▶ [DATA FOR THE TASK]
________________

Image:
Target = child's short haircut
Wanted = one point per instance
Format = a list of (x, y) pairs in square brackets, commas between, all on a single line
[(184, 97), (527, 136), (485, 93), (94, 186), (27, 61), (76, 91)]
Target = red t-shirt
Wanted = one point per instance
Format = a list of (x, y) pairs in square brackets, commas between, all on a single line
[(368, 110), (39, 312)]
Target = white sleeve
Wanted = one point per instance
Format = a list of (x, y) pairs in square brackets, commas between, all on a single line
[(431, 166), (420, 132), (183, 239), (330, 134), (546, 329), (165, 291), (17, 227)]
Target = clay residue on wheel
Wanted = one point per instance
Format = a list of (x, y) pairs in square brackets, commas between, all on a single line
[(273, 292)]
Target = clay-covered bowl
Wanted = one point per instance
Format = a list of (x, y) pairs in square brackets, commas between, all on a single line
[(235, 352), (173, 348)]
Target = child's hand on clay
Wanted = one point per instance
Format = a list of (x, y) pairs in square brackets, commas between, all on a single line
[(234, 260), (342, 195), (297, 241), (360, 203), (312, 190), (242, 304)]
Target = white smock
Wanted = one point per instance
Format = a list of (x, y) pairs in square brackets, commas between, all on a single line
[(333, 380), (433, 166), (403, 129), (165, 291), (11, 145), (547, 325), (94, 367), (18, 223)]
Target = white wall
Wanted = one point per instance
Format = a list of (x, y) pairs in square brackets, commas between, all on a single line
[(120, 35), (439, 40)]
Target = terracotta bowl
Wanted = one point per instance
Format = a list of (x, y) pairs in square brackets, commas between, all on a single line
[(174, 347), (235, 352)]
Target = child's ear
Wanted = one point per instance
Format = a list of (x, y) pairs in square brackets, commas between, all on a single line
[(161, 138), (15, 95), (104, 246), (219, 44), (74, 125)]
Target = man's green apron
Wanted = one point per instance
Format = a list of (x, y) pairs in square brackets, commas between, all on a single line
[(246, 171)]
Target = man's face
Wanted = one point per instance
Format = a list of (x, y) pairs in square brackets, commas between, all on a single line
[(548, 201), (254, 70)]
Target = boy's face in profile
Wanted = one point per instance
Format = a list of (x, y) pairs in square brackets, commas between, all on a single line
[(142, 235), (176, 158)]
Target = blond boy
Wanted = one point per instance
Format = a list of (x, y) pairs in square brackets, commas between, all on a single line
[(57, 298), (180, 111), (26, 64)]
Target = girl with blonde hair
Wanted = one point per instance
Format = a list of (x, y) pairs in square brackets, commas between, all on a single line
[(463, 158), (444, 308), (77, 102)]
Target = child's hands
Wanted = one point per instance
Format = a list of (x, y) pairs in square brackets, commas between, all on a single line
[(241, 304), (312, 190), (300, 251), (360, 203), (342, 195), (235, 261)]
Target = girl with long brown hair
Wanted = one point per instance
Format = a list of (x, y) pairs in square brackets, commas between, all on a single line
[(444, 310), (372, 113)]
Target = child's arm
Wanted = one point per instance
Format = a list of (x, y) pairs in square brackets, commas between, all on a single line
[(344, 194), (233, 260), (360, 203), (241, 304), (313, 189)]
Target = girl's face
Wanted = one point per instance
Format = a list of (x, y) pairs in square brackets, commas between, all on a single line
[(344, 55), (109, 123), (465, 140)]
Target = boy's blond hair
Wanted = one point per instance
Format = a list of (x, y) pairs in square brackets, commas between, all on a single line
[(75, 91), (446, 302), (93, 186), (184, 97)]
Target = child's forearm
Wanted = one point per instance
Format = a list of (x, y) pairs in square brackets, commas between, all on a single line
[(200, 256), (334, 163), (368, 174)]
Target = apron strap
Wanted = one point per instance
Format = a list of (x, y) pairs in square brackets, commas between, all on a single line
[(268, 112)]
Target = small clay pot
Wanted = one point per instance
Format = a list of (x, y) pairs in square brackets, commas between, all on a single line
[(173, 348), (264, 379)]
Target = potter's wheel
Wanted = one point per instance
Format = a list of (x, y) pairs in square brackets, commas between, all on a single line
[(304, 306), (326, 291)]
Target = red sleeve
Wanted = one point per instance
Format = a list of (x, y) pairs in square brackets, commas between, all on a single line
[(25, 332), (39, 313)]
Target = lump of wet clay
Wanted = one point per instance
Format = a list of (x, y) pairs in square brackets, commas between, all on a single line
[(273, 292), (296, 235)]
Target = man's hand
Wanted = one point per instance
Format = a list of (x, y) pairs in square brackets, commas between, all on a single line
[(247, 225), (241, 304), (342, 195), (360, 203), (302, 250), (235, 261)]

________________

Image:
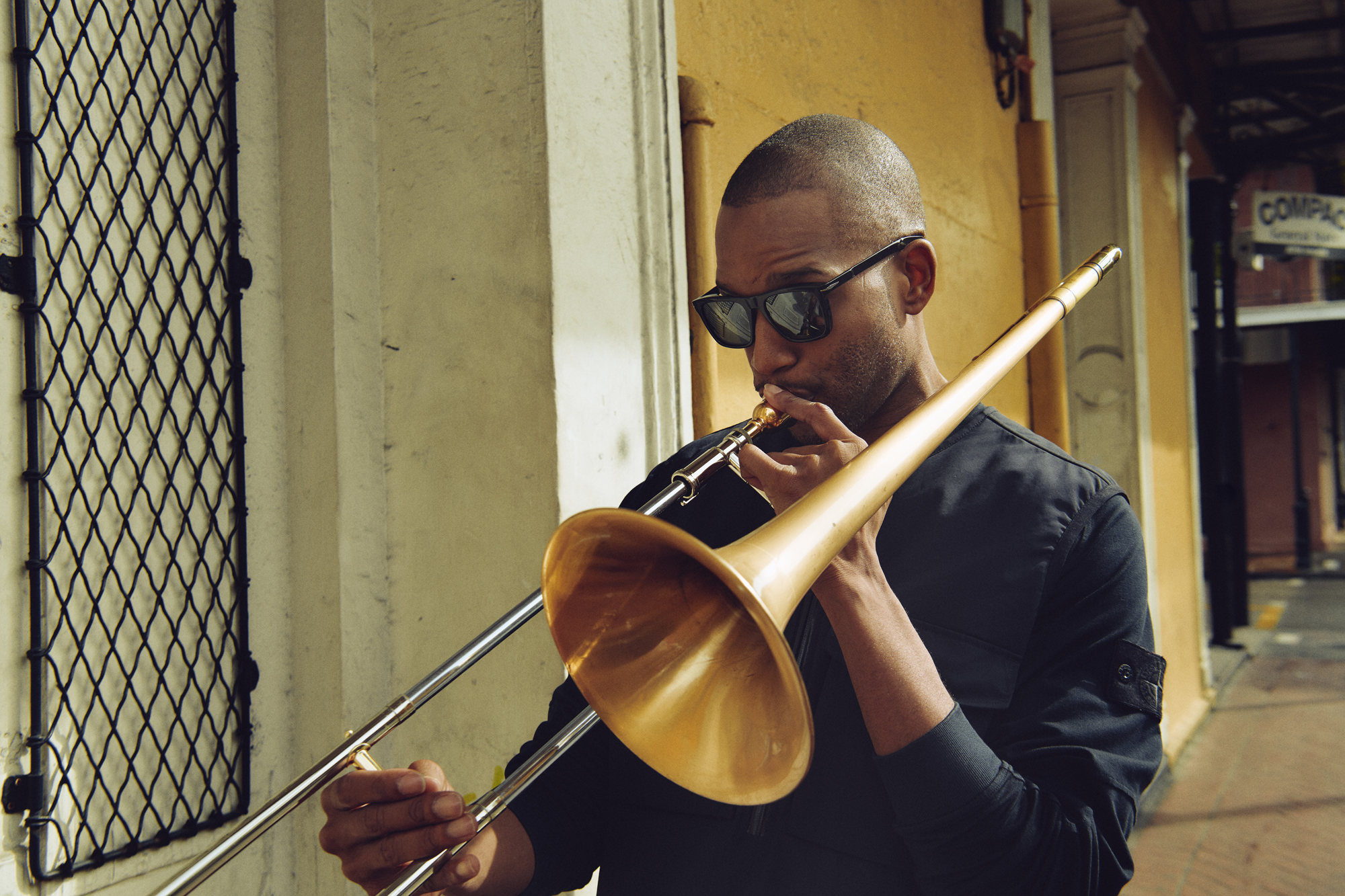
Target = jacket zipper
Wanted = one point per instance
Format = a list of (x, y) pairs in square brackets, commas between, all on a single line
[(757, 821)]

________________

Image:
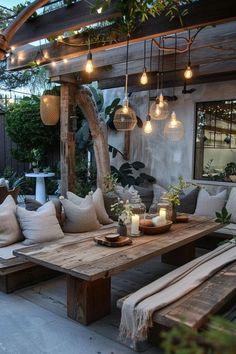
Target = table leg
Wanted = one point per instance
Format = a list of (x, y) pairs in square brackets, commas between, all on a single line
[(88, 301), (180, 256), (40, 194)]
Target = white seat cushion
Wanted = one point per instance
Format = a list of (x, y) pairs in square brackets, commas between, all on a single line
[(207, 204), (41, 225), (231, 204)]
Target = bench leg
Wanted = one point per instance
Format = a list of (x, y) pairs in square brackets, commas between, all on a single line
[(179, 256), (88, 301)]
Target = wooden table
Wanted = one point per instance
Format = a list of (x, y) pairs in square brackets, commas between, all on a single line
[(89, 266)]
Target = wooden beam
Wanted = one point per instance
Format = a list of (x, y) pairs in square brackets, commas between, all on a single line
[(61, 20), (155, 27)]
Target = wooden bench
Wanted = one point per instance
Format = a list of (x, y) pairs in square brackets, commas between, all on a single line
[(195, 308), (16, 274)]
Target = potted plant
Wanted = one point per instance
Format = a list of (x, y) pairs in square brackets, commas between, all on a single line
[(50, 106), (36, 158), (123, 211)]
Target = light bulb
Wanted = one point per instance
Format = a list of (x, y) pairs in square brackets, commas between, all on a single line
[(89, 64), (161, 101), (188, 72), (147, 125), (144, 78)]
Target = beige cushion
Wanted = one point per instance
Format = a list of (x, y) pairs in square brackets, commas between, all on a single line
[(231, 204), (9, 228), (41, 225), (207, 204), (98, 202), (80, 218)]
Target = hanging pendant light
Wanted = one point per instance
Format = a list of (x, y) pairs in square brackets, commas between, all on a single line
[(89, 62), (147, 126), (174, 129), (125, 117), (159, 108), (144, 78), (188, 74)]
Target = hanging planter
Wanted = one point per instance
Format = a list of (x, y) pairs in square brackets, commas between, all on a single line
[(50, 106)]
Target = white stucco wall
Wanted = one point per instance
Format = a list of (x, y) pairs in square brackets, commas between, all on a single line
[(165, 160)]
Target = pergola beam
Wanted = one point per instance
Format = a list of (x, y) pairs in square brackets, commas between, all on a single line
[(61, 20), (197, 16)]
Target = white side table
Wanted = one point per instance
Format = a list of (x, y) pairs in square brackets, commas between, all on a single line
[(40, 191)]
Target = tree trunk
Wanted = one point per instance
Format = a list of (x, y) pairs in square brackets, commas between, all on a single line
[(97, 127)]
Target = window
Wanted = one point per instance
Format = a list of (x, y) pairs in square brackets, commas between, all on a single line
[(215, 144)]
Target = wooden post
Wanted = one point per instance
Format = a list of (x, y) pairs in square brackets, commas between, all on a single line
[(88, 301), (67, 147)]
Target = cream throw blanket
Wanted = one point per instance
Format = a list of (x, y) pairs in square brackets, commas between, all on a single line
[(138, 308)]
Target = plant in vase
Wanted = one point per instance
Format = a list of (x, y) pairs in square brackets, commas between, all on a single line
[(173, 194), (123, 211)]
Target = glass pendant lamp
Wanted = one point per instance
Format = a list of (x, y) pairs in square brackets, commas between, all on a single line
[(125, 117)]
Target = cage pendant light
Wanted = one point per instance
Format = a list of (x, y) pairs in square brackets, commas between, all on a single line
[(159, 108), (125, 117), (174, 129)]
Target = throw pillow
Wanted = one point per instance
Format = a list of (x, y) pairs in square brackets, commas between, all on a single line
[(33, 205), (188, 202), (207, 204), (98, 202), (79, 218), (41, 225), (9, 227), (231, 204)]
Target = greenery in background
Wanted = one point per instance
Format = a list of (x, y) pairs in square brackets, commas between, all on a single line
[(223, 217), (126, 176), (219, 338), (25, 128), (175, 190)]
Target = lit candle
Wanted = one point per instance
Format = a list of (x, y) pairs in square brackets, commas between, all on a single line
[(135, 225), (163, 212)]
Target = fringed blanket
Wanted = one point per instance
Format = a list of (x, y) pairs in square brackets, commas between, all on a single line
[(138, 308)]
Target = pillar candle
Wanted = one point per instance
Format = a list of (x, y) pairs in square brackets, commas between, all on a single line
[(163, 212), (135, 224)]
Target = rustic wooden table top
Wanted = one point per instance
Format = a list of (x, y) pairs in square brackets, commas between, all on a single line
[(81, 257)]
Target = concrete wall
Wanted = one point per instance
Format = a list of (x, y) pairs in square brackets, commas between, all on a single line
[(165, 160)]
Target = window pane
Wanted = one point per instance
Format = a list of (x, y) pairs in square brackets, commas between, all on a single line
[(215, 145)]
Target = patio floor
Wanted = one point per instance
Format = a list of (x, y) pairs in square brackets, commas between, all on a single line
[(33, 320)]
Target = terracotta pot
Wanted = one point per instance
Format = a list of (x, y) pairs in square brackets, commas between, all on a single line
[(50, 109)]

________________

▶ [STATED EXERCISE]
Rewrite the records starting at the line that has "Target = window pane" and ending after the line that has "[(33, 320)]", with "object" in place of "instance" and nothing else changed.

▶ [OUTPUT BELOW]
Target = window pane
Wanted = one point per object
Format = a list of (x, y) pairs in square brackets, commas between, all on a single line
[(215, 145)]
Target = patio floor
Wanted = one point per object
Format = a list of (x, y) pairs in square brackets, commas between, all on a single line
[(33, 320)]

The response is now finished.